• Data for the task:

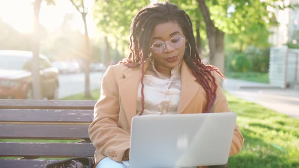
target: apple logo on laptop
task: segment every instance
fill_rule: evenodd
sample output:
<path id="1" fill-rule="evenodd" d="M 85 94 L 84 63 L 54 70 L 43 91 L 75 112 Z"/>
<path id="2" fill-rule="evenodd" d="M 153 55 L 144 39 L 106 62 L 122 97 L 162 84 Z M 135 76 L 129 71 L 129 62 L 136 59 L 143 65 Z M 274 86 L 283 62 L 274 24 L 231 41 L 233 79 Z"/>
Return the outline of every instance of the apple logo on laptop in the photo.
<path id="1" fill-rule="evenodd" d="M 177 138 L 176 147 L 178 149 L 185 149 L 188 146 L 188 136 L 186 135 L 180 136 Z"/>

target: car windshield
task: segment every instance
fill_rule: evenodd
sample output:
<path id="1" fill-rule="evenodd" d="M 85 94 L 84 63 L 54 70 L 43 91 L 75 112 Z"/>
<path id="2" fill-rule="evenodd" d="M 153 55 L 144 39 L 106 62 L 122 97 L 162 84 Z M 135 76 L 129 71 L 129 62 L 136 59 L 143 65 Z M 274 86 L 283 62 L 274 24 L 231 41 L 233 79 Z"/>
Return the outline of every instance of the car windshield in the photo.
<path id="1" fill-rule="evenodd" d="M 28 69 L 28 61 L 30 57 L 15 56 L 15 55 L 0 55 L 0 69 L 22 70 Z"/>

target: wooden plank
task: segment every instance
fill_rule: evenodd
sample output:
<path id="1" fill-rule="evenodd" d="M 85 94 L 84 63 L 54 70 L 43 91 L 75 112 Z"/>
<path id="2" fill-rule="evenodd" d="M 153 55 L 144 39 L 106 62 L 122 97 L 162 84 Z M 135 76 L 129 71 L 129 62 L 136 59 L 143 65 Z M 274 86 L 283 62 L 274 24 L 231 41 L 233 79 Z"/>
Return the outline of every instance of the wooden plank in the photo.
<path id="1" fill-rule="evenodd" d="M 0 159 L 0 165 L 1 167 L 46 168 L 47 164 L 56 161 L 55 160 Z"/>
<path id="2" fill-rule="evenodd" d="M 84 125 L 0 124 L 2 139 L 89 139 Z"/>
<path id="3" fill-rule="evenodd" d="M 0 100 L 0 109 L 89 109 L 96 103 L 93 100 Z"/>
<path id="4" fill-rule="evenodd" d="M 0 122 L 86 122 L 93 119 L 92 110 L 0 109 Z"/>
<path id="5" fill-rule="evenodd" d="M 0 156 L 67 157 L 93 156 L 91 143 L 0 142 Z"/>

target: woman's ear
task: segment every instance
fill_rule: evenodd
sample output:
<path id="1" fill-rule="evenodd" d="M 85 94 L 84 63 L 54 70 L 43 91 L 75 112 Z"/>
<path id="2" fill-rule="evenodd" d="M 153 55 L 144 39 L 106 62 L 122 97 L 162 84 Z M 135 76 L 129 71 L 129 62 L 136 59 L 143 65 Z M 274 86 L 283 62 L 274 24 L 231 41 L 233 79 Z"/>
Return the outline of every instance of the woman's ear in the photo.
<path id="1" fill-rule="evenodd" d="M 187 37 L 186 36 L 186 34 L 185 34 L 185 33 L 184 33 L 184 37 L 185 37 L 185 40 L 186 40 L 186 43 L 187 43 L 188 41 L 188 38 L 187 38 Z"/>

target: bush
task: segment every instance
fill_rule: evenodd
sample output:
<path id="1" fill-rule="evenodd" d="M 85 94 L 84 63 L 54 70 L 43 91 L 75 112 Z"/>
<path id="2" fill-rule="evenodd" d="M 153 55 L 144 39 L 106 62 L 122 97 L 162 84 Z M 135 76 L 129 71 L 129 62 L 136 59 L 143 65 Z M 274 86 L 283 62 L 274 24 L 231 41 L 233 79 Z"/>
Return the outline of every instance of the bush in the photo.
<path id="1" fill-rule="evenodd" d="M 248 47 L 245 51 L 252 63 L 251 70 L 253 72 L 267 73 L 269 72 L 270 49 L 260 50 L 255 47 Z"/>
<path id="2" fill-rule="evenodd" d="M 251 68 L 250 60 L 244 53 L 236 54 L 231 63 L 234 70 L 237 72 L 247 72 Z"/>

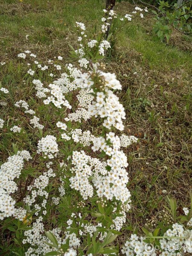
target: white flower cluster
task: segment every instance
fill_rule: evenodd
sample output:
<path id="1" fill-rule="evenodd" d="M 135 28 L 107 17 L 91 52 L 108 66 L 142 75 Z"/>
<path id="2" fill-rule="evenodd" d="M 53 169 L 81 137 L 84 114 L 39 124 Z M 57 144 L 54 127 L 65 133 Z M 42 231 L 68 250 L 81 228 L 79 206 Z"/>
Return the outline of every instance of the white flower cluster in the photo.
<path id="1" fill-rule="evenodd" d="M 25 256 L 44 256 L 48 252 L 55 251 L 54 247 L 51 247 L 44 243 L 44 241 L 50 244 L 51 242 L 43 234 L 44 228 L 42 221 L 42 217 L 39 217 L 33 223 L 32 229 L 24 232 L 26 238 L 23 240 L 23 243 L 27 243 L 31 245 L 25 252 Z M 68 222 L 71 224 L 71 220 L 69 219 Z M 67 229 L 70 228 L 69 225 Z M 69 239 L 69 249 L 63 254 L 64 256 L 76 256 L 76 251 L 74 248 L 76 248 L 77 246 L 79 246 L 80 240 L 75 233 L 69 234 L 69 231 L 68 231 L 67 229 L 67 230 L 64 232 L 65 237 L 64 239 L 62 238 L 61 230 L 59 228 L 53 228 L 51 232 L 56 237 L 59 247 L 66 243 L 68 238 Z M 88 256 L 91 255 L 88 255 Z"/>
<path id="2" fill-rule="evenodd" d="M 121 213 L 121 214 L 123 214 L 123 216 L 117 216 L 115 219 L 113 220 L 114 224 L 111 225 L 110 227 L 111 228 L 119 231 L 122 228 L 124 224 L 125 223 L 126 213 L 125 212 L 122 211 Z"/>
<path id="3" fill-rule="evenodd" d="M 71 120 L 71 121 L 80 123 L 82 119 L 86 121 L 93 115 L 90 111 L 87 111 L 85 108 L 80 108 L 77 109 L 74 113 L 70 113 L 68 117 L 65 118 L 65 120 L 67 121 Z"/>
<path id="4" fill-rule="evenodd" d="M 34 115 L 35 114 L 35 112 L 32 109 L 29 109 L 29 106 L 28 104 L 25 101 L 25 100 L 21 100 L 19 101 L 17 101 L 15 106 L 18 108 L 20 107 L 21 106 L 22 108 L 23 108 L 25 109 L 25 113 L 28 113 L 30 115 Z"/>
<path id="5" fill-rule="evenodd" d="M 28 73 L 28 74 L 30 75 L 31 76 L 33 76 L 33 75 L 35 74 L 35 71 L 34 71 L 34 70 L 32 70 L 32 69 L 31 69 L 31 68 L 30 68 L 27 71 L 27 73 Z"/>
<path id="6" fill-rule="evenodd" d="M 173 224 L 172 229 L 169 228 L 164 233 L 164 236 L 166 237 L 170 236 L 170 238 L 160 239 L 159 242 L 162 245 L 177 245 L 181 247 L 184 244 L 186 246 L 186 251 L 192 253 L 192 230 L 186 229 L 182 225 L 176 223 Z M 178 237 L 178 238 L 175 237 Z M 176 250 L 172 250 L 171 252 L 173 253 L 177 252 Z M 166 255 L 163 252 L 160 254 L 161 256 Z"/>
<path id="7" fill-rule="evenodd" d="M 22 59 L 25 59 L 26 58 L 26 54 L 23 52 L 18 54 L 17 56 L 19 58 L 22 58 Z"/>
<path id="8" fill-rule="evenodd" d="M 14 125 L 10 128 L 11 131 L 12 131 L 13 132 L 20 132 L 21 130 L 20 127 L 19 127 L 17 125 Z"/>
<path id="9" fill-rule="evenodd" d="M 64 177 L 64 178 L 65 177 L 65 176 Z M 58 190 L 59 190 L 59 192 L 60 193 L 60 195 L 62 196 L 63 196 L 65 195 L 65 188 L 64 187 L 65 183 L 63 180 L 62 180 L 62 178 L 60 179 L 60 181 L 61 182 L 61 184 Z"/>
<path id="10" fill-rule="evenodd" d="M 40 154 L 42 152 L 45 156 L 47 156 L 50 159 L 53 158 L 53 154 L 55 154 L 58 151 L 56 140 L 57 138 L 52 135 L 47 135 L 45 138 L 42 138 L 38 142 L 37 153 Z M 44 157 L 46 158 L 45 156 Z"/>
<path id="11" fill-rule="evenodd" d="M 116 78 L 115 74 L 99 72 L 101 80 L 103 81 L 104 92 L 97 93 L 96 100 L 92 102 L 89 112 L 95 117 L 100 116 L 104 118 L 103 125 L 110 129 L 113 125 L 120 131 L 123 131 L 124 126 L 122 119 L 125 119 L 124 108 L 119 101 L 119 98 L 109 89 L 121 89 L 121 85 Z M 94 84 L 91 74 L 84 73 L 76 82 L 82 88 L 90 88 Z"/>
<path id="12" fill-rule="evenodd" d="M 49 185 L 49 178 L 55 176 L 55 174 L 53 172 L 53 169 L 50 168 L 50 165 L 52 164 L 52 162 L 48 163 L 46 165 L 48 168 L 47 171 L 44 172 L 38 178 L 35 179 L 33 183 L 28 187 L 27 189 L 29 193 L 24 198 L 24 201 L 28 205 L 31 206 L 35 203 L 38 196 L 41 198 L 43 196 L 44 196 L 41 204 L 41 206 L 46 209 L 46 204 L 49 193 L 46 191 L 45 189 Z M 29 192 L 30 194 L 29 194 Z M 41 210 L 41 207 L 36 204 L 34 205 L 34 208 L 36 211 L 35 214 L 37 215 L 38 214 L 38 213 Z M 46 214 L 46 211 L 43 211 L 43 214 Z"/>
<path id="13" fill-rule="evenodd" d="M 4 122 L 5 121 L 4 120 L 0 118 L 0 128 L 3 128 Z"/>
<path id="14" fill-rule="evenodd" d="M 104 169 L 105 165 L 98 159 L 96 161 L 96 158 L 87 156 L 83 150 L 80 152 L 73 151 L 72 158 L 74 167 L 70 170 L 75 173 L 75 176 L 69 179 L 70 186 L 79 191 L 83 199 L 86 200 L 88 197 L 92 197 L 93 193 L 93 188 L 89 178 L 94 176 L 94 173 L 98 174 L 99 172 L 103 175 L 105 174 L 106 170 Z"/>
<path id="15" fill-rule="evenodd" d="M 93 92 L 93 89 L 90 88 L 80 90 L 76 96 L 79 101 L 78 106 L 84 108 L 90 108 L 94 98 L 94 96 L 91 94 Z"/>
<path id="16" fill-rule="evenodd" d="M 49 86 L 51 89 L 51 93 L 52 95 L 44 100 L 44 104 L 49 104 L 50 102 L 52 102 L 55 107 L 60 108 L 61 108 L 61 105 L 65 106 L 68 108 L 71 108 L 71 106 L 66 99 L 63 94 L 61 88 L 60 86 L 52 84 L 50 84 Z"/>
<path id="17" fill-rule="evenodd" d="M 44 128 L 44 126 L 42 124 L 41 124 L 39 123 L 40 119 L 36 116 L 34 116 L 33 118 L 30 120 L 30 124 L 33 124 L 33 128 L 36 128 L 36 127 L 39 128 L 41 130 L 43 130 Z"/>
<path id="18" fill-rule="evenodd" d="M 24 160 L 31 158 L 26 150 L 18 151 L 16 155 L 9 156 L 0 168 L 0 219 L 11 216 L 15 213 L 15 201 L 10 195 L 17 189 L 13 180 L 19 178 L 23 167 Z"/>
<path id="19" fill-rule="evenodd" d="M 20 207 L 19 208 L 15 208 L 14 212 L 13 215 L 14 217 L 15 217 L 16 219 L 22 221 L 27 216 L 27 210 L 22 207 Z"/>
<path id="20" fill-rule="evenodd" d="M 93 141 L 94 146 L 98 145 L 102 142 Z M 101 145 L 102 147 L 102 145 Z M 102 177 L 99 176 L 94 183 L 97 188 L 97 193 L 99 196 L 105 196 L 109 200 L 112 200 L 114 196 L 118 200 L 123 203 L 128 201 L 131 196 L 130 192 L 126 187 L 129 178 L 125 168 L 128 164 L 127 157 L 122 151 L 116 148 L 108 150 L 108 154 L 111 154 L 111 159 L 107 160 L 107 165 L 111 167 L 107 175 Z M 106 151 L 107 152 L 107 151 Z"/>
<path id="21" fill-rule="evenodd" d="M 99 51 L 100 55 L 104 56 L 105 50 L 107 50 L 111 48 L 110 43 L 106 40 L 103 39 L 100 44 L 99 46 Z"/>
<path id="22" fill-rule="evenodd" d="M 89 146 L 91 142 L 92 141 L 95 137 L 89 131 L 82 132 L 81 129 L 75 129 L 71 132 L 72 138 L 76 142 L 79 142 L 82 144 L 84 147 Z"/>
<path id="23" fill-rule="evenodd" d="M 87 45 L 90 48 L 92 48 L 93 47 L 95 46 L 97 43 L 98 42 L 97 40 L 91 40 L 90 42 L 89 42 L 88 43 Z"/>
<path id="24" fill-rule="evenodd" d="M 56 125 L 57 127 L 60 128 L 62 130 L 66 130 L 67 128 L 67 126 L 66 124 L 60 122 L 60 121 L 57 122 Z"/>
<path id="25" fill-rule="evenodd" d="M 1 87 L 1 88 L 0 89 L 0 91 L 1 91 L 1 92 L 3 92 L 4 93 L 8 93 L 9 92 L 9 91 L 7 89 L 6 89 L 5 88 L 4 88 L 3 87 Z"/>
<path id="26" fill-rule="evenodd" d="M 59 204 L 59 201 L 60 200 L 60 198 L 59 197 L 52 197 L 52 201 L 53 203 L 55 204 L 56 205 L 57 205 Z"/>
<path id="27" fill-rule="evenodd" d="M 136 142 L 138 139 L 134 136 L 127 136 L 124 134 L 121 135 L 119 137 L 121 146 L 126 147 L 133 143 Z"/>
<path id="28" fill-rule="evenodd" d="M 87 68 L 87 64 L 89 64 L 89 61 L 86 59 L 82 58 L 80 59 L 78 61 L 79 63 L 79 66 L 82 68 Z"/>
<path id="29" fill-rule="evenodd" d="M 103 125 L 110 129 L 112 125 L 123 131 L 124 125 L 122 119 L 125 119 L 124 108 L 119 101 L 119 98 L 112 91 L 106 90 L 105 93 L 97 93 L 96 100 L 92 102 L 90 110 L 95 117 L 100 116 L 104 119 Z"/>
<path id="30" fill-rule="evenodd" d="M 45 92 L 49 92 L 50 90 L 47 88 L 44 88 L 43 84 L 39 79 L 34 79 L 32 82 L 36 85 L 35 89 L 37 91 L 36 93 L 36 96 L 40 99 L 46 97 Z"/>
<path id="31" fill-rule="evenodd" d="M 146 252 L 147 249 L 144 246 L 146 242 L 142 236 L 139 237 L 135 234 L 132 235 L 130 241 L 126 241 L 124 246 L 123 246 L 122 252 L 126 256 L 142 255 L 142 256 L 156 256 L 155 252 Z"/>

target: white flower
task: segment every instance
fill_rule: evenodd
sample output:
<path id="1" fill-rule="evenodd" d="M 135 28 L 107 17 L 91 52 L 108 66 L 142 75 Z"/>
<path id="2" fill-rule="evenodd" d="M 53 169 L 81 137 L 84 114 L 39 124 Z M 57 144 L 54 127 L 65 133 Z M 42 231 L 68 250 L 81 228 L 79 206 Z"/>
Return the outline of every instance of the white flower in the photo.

• Problem to solve: Convert the lines of the records into a JSON list of strings, one string per line and with blank lines left out, starting at the beginning of the records and stopping after the line that contains "Return the outline of every instance of the apple". Leave the pictures out of the answer.

• Exercise output:
[
  "target: apple logo on laptop",
  "task: segment every instance",
  "fill_rule: evenodd",
  "sample output:",
  "<path id=\"1\" fill-rule=\"evenodd\" d=\"M 85 94 L 84 63 L 54 70 L 43 91 L 75 112 Z\"/>",
  "<path id=\"2\" fill-rule=\"evenodd\" d=\"M 153 55 L 144 39 L 106 62 L 122 97 L 162 84 Z M 135 76 L 129 71 L 129 62 L 136 59 L 143 65 Z M 274 86 L 283 62 L 274 24 L 231 41 L 233 79 Z\"/>",
  "Return the outline of every instance of the apple logo on laptop in the photo."
]